Problem requirements
Only the lines that contain the string "form" belong in the answer; pull them from the records.

Data provided
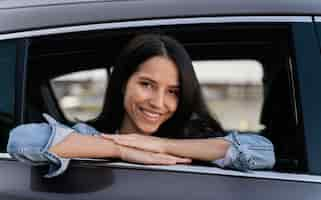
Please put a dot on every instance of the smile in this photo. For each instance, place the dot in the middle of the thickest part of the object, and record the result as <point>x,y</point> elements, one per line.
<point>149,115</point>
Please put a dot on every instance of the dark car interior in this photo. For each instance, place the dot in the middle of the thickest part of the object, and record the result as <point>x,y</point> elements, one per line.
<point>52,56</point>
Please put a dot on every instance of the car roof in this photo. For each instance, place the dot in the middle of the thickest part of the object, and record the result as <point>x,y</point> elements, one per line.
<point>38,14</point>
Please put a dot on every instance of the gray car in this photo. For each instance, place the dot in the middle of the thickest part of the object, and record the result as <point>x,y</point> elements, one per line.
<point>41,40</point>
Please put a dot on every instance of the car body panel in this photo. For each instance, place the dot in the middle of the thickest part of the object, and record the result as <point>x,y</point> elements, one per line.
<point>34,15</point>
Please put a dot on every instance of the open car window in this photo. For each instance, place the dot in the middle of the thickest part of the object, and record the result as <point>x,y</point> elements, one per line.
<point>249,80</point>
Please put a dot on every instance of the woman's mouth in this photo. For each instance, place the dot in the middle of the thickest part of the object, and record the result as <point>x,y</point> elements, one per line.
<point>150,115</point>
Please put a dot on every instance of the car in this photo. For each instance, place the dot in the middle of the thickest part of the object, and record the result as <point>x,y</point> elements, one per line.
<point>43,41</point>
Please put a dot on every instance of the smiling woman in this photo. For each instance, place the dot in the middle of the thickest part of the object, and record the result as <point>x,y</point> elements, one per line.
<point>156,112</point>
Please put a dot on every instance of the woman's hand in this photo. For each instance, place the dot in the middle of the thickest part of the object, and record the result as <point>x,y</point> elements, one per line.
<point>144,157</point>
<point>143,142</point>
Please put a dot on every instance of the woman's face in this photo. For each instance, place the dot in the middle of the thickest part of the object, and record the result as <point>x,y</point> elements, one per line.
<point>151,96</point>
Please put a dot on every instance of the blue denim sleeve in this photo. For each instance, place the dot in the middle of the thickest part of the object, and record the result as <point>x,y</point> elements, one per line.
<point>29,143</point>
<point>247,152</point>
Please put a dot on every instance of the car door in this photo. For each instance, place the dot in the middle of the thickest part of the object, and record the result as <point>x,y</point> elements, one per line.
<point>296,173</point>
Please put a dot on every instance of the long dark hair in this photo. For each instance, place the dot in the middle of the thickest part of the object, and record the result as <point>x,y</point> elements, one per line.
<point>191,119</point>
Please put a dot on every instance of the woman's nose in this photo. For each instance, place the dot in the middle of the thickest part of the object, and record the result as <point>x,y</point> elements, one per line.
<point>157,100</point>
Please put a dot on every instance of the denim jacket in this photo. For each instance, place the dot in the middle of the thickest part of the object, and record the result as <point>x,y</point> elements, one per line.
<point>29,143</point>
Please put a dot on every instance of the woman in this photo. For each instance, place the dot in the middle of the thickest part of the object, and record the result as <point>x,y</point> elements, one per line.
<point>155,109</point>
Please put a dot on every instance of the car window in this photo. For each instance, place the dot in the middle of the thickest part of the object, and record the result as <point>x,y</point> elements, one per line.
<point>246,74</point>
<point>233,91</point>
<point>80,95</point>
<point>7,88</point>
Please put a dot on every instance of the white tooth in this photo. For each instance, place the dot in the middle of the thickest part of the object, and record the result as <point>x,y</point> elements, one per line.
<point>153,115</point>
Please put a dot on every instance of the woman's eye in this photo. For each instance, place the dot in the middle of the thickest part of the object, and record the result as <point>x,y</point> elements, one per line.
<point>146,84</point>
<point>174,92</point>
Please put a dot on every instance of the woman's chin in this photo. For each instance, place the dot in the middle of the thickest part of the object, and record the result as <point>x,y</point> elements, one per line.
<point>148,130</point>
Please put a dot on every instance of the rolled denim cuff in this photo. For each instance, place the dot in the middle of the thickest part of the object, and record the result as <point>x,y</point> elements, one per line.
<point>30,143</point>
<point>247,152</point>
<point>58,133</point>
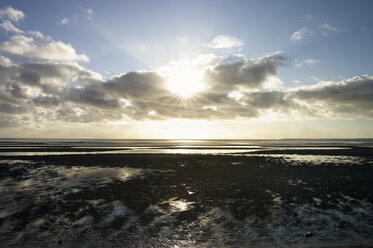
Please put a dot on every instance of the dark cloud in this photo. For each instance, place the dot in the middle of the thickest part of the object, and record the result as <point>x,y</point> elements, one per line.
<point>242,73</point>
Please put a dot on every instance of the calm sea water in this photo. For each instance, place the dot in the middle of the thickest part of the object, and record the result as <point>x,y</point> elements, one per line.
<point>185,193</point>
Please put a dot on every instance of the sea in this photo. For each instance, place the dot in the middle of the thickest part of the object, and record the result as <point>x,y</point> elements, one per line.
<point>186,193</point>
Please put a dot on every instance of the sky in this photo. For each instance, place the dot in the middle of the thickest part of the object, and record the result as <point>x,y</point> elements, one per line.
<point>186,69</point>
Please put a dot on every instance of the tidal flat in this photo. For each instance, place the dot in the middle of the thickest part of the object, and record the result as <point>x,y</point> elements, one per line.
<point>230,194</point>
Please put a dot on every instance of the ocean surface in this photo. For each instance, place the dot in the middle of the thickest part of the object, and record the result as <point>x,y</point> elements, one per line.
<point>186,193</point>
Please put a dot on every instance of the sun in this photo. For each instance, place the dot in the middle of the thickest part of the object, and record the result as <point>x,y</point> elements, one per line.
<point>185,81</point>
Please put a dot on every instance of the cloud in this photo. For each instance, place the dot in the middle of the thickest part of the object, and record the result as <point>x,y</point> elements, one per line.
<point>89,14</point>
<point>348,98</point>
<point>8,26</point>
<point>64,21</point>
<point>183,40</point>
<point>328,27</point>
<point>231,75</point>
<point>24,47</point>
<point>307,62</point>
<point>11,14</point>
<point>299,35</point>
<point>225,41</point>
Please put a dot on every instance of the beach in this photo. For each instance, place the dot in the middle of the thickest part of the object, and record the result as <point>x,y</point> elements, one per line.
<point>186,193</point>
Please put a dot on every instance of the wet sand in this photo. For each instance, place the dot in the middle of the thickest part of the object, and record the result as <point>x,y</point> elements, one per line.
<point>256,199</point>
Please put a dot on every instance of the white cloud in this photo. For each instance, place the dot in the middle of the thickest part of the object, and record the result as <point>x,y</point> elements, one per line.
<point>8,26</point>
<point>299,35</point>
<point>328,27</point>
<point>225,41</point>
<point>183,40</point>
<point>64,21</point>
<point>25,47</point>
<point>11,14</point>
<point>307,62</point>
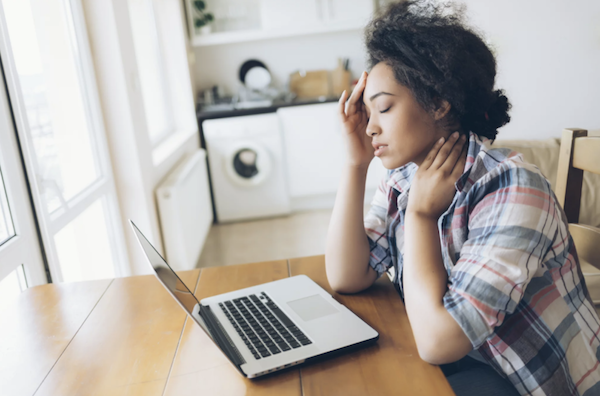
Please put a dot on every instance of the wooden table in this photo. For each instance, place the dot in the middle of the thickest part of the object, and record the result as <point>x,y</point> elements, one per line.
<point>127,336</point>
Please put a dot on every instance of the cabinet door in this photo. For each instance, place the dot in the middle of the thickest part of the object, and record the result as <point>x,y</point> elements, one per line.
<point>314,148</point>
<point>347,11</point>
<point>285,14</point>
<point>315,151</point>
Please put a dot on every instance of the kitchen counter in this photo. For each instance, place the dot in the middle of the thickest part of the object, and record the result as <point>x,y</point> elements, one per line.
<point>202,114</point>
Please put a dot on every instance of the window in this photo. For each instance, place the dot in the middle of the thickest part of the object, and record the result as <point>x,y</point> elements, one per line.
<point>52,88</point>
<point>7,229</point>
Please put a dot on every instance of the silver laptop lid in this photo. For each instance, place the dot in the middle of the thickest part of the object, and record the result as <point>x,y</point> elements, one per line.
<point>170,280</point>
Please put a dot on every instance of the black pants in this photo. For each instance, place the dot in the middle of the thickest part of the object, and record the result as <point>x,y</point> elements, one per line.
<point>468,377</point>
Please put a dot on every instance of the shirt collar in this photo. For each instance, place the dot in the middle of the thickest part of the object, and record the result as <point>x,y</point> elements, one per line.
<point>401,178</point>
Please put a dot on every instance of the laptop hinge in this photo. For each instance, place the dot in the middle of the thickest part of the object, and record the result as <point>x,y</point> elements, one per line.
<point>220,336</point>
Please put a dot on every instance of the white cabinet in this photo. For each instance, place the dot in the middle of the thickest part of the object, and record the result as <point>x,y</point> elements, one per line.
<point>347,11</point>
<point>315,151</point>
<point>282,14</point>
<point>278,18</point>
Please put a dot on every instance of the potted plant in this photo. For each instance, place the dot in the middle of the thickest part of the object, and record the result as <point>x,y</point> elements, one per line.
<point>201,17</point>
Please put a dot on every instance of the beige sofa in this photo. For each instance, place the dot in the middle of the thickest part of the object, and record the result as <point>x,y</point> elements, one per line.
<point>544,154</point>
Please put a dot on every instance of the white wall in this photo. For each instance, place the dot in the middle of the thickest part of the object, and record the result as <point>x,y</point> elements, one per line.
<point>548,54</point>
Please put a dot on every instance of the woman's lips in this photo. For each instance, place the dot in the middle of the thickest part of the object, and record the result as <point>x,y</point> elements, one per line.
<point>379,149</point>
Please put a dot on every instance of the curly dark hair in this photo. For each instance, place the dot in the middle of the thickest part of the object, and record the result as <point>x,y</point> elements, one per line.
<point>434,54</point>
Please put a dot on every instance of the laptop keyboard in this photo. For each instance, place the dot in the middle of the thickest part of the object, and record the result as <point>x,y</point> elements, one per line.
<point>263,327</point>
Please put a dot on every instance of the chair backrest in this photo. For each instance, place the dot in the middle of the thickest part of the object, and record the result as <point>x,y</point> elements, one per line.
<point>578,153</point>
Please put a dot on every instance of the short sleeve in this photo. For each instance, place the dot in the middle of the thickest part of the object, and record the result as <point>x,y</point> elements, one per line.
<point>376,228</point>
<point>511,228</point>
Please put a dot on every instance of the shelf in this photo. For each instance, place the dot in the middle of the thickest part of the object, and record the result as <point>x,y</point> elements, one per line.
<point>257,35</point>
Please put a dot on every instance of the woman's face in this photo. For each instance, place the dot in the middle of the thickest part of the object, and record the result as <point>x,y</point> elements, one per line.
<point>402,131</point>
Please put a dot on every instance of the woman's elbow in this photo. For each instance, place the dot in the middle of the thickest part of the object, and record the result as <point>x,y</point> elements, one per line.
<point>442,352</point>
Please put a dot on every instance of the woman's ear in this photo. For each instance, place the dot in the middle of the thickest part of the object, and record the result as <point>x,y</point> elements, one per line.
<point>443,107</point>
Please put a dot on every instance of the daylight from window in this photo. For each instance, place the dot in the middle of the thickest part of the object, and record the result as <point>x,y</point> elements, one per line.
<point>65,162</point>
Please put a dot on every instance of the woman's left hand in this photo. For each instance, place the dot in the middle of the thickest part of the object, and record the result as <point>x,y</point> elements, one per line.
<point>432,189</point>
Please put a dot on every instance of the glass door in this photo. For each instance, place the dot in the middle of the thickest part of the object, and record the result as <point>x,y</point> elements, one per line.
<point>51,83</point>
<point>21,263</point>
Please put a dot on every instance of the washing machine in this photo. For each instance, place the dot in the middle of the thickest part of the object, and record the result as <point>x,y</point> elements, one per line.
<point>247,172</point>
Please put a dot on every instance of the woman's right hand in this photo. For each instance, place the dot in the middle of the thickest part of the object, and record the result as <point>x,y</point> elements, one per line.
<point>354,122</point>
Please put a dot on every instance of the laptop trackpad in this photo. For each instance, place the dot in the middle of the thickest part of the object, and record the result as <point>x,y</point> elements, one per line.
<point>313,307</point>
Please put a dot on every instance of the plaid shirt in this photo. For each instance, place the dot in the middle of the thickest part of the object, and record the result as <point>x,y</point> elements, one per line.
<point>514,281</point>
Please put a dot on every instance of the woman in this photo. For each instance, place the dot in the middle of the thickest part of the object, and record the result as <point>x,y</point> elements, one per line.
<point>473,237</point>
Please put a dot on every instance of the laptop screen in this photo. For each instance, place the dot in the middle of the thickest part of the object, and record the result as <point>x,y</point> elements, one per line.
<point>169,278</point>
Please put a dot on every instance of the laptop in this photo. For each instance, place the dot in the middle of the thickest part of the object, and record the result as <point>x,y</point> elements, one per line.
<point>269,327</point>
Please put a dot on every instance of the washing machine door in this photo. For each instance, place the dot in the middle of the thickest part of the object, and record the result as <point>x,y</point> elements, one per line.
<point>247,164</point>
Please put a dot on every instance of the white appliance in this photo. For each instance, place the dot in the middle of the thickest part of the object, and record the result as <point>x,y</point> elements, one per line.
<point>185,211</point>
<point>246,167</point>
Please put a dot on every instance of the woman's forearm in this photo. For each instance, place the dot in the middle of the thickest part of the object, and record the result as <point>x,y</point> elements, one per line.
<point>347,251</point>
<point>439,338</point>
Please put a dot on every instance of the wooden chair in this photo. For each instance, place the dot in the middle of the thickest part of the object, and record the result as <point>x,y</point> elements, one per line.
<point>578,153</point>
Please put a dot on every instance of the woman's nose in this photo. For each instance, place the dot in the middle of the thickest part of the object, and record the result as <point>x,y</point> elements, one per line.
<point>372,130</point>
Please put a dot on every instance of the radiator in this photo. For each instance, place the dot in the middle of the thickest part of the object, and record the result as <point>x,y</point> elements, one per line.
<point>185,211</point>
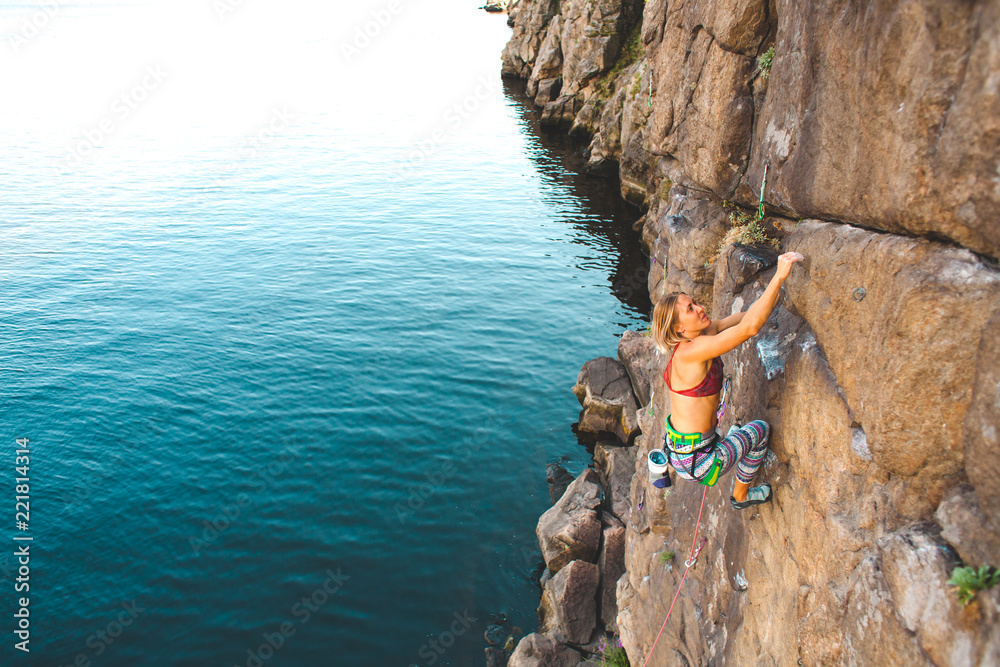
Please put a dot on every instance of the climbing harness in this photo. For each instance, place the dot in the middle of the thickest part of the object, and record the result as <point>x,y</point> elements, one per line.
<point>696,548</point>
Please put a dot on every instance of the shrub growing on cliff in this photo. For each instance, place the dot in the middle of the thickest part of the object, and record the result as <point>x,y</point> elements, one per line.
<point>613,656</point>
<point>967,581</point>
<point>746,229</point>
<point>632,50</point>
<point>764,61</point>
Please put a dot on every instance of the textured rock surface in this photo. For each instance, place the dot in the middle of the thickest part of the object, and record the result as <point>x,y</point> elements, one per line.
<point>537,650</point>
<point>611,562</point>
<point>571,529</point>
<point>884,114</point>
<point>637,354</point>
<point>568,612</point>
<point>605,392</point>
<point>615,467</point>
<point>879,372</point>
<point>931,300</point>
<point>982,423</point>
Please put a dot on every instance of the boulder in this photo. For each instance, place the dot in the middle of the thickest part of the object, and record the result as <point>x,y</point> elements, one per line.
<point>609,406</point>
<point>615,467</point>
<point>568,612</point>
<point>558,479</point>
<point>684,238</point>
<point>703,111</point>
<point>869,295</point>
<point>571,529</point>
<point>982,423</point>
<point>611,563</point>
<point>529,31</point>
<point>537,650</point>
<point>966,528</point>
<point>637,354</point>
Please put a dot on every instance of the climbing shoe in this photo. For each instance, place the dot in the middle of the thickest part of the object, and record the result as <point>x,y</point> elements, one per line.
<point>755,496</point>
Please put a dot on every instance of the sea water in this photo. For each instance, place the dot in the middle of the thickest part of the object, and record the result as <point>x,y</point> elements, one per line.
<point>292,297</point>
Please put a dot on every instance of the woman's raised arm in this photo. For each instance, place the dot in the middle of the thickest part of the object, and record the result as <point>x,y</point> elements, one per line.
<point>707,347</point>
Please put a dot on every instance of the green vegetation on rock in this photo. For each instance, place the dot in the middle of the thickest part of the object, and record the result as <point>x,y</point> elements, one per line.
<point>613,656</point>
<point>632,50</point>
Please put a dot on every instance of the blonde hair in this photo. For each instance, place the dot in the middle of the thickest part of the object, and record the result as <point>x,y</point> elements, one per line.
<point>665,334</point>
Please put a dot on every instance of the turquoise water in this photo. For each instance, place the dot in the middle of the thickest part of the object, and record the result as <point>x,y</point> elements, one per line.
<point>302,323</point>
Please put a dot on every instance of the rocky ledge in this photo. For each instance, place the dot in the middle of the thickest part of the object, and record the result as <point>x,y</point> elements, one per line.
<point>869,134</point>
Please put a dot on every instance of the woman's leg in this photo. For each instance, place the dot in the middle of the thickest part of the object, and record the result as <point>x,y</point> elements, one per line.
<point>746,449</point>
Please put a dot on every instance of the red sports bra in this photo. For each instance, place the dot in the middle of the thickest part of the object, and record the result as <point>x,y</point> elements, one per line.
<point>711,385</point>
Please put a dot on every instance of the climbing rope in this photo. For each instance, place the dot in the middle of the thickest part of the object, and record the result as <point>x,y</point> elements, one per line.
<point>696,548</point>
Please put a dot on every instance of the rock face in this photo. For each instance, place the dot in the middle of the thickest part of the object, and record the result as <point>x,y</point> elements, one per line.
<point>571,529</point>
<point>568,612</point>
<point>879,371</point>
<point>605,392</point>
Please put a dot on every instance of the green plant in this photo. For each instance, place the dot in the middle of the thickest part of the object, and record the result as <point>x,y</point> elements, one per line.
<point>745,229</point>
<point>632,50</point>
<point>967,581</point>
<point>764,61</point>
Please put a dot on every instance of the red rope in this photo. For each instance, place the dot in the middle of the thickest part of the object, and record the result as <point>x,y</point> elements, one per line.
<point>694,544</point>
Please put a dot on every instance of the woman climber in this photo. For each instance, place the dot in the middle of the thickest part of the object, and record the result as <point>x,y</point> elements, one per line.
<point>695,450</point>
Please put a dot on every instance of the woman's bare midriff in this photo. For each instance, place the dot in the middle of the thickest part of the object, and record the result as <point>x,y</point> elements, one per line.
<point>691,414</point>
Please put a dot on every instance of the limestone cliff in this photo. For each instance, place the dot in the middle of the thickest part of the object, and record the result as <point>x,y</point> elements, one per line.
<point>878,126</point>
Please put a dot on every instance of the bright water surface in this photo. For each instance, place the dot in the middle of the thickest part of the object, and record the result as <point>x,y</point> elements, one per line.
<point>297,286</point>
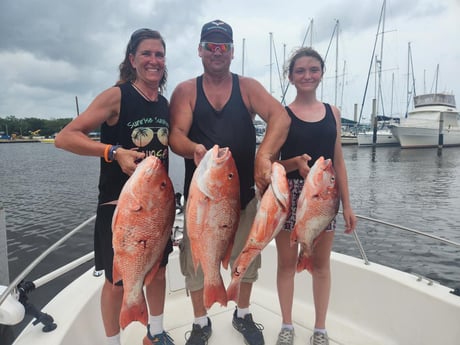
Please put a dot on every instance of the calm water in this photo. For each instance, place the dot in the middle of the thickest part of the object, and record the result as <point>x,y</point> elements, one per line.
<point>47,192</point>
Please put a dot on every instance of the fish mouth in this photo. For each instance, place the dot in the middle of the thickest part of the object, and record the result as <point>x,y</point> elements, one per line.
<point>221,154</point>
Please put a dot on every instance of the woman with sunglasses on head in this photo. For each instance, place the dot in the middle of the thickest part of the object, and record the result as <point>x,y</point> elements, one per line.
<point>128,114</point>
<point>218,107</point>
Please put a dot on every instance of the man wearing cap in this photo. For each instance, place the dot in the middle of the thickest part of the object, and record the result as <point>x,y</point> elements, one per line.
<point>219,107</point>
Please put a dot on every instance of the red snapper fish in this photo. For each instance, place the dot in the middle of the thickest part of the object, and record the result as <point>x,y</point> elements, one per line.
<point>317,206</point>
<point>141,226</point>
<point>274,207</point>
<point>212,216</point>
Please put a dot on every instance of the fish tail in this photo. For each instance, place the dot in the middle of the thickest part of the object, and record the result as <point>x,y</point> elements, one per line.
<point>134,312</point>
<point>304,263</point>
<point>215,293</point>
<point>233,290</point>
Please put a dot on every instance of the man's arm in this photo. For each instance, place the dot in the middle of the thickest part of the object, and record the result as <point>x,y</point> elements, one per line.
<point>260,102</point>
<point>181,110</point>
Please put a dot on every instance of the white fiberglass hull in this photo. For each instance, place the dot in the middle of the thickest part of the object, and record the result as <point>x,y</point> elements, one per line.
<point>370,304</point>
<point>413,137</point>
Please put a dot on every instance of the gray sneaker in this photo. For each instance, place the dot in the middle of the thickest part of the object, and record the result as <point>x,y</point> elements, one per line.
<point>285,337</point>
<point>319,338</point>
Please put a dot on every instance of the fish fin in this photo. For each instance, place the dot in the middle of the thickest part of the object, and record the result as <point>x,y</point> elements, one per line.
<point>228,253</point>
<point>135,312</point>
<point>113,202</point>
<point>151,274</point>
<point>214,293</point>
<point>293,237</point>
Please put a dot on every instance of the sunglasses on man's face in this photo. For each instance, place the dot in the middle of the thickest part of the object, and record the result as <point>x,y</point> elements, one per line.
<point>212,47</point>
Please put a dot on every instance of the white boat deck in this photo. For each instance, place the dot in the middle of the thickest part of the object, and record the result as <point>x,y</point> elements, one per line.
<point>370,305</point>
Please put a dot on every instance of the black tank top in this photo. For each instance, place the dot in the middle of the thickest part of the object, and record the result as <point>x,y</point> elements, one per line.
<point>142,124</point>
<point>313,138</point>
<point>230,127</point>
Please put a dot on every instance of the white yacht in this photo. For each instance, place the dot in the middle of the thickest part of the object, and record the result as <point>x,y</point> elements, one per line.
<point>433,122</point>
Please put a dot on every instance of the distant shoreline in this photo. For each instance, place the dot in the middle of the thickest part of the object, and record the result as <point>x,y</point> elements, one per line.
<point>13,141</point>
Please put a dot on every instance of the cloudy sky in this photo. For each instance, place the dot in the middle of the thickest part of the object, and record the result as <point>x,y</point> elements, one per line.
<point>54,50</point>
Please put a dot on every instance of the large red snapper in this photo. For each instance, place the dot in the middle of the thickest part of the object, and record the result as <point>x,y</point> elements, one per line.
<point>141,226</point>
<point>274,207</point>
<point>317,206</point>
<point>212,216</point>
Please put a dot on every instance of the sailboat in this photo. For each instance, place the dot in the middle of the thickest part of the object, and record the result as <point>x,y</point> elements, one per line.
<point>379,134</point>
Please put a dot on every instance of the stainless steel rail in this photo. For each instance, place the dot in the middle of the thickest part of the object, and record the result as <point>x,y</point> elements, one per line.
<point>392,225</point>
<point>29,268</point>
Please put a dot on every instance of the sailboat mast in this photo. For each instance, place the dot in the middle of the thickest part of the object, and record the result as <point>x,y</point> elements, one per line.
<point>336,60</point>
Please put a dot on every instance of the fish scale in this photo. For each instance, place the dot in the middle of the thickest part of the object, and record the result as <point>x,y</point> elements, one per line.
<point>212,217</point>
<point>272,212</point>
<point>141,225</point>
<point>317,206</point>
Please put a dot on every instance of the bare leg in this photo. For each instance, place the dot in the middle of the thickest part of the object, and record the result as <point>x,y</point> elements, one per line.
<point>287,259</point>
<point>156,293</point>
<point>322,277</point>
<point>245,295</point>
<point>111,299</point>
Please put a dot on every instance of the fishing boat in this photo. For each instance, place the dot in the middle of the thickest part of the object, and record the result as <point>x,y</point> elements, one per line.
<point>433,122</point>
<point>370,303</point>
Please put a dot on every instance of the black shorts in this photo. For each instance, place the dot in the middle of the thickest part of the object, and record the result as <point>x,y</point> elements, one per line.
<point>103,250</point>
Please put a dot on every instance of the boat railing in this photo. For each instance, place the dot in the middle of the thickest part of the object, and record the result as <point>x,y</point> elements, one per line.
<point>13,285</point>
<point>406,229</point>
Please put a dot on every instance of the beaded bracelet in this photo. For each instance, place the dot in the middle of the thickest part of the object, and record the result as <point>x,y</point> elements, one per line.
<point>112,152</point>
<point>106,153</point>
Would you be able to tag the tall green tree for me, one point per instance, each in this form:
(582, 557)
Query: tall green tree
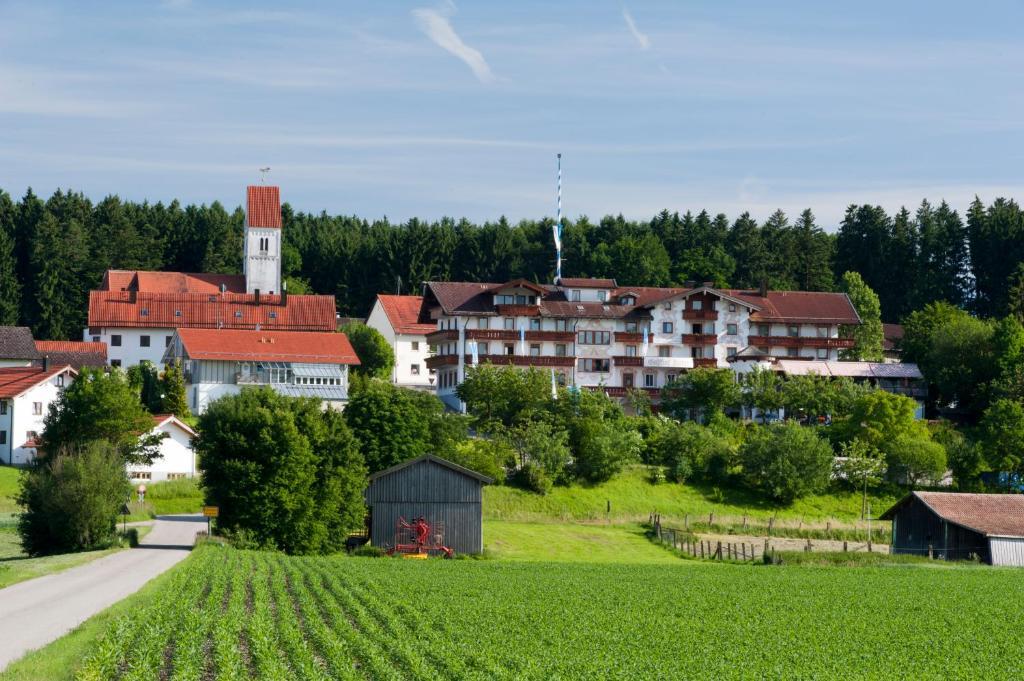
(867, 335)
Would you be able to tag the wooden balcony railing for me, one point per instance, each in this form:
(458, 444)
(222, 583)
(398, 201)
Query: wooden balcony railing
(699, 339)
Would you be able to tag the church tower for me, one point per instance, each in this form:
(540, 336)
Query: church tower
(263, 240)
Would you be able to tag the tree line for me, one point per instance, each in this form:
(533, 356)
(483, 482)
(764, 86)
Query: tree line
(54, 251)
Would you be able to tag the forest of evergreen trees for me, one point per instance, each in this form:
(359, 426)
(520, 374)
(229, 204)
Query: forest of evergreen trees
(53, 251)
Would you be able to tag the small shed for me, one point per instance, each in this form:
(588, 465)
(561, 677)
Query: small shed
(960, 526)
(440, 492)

Reply to the task
Would you be able to tag the tall green tree for me, one point per instance, each in this form:
Would you be able to tag the wooden balcony railing for me, one point per instance, each in this form:
Would you be able to tag the church tower for me, one point per instance, each in this form:
Would you be able to tag the tree line for me, one point per instance, each in this form:
Would you be able to tag the forest of evergreen trees for me, one point per instance, each in this form:
Would you be able to tag the small shed for me, one point per instance, each in this form:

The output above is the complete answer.